• EXERCICES À RÉALISER:
1 – Répondez aux questions suivantes à partir de l'extrait sur le « Parcours Boussole ».
(a) Combien de jours compte le « Parcours Boussole » ?
(b) Sur quelles notions porte la journée de sensibilisation proposée cette année ?
(c) Combien de professionnels ont vécu la journée « Ma vocation et ma vie professionnelle » ?
2 – Veuillez recopier le passage de l'extrait sur le « Parcours Boussole » commençant par « Depuis plusieurs années, cette » et se terminant par « spécialisés, éducateurs scolaires,) », en rebaptisant « Boussole » en « Cap ».

• EXTRAIT DU DOCUMENT:
◆ ◆ ◆ ◆ ◆ ◆ ◆

Depuis plusieurs années, cette région organise un parcours d’aide au discernement pour des professionnels en poste, identifiés comme de potentiels cadres intermédiaires (chefs de service, responsable de vie scolaire). Ce parcours de 6 jours, intitulé « Parcours Boussole », proposé à une dizaine de professionnels chaque année, s’étale sur 8 à 9 mois. Il contient à la fois des journées d’information et des journées d’immersion en situation, auprès de chefs de service expérimentés.

Au sein de ce parcours, il a été décidé cette année de proposer une journée de sensibilisation sur les notions de « mission de vie » et de « vocation ». Cette journée intitulée « Ma vocation et ma vie professionnelle » a été vécue par 11 professionnels (éducateurs spécialisés, éducateurs scolaires,)

Le présent texte se propose d’exposer succinctement cette initiative en décrivant :

  • les finalités et modalités de déroulement de cette action,
  • le contenu proposé aux participants,
  • une brève évaluation et quelques perspectives que l’institution et l’intervenant envisagent pour les années à venir.

◆ ◆ ◆ ◆ ◆ ◆ ◆

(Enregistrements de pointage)
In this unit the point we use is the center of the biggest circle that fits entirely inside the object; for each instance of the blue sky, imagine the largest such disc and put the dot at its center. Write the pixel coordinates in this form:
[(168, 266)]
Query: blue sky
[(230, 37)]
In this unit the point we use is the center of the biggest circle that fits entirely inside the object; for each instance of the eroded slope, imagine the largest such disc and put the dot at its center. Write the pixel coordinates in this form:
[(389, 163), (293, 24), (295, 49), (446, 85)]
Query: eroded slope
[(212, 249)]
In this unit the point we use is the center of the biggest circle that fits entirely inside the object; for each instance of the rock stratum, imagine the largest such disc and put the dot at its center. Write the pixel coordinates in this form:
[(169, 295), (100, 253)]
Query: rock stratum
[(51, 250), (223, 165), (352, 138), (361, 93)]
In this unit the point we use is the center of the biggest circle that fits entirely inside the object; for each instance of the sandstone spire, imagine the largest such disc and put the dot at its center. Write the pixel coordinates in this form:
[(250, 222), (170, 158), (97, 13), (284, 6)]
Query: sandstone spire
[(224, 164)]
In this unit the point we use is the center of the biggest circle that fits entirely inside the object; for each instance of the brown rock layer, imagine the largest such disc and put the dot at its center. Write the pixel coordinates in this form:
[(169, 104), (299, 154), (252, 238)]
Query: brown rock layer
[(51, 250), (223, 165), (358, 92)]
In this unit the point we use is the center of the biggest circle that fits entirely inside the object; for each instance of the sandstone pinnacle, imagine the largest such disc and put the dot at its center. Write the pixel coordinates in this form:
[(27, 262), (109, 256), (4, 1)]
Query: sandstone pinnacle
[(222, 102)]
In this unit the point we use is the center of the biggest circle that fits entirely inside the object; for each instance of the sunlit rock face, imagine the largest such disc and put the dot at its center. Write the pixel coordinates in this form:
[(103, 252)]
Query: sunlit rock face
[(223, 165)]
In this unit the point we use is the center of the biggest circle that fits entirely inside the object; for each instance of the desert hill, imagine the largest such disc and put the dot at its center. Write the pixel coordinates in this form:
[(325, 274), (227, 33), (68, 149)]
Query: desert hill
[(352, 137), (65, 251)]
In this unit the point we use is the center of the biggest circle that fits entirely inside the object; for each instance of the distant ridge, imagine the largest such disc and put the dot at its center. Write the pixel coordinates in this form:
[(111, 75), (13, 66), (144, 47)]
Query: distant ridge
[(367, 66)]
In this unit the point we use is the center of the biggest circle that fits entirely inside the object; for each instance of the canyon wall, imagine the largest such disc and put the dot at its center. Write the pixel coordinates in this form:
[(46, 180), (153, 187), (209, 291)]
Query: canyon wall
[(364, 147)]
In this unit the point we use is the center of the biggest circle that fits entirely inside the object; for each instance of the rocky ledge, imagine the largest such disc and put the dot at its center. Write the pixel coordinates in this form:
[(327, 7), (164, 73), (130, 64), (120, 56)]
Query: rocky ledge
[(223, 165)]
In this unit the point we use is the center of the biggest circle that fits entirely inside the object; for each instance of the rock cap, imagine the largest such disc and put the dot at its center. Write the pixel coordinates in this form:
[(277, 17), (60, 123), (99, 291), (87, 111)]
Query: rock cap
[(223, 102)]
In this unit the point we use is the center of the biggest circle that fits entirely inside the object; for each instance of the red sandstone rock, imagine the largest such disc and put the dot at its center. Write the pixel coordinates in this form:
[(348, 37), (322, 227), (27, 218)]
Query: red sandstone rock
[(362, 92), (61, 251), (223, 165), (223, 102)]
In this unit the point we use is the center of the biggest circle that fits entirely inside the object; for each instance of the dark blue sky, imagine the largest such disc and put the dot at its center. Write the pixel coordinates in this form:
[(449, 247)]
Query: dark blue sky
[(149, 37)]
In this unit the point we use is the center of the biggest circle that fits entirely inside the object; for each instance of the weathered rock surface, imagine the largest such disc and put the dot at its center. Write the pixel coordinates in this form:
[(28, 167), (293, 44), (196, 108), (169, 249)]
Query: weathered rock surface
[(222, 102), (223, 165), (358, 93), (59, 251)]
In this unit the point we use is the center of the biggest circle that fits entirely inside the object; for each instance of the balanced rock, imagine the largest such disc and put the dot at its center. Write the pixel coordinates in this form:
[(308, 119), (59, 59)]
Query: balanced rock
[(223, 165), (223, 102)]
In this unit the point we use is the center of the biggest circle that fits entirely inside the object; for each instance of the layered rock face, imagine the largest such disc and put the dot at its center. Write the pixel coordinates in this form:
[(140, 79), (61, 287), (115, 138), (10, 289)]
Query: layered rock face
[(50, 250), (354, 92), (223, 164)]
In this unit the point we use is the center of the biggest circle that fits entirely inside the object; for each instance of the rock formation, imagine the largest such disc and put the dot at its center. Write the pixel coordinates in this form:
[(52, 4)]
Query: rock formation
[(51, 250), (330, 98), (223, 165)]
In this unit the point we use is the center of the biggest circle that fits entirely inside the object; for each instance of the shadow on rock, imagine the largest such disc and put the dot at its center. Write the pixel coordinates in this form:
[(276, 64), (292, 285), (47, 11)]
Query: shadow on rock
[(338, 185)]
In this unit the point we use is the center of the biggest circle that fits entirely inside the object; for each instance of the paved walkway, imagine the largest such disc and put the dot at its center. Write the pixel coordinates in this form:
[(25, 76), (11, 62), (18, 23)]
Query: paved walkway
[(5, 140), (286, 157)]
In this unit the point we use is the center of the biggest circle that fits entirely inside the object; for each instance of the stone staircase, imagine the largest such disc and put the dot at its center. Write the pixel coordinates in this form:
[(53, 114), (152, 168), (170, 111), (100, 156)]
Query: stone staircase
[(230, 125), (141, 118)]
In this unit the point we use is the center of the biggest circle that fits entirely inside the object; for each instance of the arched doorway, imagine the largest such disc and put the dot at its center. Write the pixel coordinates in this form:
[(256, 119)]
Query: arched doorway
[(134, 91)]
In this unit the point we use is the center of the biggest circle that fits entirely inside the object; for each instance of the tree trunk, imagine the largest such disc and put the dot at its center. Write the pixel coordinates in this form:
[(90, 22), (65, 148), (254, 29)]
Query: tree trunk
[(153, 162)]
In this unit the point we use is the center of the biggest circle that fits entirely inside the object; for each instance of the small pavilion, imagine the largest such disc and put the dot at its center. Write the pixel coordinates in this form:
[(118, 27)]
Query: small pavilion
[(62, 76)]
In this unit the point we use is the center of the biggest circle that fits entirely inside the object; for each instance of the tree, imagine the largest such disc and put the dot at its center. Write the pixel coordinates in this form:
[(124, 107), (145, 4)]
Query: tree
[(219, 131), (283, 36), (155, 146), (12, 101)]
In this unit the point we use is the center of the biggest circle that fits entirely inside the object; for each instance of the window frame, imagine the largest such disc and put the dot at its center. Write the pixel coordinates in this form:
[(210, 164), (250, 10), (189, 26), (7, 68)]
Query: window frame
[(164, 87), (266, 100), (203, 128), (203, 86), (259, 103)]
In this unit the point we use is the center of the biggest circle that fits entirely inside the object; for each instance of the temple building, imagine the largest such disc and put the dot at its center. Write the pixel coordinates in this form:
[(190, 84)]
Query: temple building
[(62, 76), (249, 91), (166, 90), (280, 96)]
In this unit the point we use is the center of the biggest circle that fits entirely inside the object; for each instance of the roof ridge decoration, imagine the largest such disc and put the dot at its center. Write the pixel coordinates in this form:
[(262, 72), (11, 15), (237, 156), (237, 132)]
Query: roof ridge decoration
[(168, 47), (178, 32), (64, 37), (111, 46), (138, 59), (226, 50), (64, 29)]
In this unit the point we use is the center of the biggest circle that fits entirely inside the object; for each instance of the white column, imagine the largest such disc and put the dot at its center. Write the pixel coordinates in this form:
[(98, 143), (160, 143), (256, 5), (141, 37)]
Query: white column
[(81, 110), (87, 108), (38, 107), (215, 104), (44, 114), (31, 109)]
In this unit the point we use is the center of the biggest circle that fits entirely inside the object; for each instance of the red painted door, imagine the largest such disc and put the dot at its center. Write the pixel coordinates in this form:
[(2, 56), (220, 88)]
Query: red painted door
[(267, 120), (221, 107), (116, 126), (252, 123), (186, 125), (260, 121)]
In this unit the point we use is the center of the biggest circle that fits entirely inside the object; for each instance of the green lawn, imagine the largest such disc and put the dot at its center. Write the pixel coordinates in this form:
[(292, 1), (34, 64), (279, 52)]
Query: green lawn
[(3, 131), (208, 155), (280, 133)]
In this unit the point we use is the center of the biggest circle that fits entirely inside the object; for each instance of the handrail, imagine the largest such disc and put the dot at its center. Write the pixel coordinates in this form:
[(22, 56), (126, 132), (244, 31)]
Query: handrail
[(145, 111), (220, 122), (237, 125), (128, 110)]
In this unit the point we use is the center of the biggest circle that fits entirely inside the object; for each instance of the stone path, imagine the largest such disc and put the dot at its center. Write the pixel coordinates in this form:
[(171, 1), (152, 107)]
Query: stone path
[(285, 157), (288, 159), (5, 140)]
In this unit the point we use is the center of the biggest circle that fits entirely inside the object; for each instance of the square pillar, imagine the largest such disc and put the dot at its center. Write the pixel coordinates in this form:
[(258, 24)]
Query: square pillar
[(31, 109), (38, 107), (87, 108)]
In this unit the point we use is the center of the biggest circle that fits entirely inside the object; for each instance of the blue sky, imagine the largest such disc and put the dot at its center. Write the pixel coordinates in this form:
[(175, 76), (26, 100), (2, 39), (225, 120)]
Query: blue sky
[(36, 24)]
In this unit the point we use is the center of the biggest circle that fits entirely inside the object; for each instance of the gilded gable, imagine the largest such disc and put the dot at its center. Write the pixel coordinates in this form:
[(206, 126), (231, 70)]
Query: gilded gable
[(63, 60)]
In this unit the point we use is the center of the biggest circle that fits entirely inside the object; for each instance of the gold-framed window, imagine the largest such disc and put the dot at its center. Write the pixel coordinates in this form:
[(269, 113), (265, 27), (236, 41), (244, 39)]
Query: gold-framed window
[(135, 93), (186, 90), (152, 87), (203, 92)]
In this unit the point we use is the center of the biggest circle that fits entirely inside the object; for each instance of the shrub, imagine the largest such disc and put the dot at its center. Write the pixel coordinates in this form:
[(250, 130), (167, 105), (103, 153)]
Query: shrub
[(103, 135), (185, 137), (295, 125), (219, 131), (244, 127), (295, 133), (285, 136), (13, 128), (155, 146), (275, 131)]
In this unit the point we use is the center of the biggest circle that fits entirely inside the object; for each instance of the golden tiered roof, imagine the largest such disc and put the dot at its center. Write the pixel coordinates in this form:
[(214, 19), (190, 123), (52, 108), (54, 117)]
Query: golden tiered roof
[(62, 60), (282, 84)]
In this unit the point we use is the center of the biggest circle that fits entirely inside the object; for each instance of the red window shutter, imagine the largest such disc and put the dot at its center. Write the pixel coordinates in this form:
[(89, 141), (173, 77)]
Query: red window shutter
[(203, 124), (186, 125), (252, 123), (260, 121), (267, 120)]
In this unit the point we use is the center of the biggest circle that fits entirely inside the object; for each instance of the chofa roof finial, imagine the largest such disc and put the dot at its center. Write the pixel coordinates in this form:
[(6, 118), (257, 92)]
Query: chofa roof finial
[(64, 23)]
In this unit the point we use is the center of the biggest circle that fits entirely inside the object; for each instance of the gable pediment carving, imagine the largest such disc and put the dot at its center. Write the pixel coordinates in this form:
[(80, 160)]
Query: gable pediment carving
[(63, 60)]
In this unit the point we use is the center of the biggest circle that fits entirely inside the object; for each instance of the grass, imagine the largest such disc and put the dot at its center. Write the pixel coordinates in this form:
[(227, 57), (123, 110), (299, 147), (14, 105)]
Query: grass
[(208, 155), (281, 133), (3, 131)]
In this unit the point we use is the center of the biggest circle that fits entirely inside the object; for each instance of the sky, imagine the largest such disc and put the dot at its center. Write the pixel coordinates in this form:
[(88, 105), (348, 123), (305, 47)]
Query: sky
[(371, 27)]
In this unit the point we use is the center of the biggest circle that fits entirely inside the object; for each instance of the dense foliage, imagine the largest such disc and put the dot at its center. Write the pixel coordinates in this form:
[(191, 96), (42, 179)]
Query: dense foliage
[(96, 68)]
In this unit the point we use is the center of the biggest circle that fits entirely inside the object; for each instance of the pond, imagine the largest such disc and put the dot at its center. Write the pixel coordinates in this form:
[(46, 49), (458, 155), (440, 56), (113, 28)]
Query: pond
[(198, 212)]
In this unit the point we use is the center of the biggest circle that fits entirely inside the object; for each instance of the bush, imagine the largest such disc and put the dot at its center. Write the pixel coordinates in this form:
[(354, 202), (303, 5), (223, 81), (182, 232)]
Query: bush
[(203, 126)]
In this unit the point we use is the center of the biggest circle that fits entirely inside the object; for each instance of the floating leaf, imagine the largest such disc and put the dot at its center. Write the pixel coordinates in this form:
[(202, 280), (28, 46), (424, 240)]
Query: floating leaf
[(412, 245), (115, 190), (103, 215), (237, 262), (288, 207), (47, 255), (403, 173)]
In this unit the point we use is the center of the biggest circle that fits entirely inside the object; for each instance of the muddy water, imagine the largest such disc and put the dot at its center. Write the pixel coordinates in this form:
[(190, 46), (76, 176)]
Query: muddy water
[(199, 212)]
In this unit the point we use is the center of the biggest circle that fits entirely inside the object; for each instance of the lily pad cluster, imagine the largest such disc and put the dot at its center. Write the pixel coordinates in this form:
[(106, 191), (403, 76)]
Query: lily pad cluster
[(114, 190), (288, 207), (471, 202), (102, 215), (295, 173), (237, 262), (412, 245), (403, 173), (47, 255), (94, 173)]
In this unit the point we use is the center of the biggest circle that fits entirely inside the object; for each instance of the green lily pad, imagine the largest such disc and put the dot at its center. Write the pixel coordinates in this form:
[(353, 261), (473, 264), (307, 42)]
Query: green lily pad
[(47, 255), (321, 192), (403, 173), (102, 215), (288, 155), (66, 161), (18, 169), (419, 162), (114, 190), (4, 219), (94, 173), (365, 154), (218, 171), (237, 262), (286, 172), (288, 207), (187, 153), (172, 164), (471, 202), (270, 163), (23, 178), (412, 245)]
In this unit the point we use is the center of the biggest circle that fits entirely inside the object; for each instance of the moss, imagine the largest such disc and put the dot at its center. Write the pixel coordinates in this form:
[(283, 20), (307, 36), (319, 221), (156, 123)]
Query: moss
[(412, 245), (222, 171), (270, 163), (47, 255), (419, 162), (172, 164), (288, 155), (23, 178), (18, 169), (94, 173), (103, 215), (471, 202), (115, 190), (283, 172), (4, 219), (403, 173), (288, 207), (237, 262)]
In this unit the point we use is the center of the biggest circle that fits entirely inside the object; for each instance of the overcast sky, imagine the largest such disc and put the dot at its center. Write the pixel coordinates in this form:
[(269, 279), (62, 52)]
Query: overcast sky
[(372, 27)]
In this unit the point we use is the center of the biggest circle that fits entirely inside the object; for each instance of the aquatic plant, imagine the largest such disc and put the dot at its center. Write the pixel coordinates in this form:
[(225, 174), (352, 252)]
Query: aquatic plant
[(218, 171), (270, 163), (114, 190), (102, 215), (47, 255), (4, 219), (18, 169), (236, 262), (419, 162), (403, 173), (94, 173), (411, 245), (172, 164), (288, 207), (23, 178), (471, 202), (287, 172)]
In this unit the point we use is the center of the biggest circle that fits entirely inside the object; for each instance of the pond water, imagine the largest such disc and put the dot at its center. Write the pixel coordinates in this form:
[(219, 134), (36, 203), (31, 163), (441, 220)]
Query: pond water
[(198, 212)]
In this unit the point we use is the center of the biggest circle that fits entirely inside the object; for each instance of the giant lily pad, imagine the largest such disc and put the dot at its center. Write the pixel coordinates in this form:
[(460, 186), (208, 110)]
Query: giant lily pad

◆ ◆ ◆ ◆ ◆ ◆ ◆

• LISTE DES CORRIGÉS:
1 –
(a) 6 jours.
(b) Les notions de « mission de vie » et de « vocation ».
(c) 11 professionnels.

2 –
Depuis plusieurs années, cette région organise un parcours d’aide au discernement pour des professionnels en poste, identifiés comme de potentiels cadres intermédiaires (chefs de service, responsable de vie scolaire). Ce parcours de 6 jours, intitulé « Parcours Cap », proposé à une dizaine de professionnels chaque année, s’étale sur 8 à 9 mois. Il contient à la fois des journées d’information et des journées d’immersion en situation, auprès de chefs de service expérimentés.

Au sein de ce parcours, il a été décidé cette année de proposer une journée de sensibilisation sur les notions de « mission de vie » et de « vocation ». Cette journée intitulée « Ma vocation et ma vie professionnelle » a été vécue par 11 professionnels (éducateurs spécialisés, éducateurs scolaires,)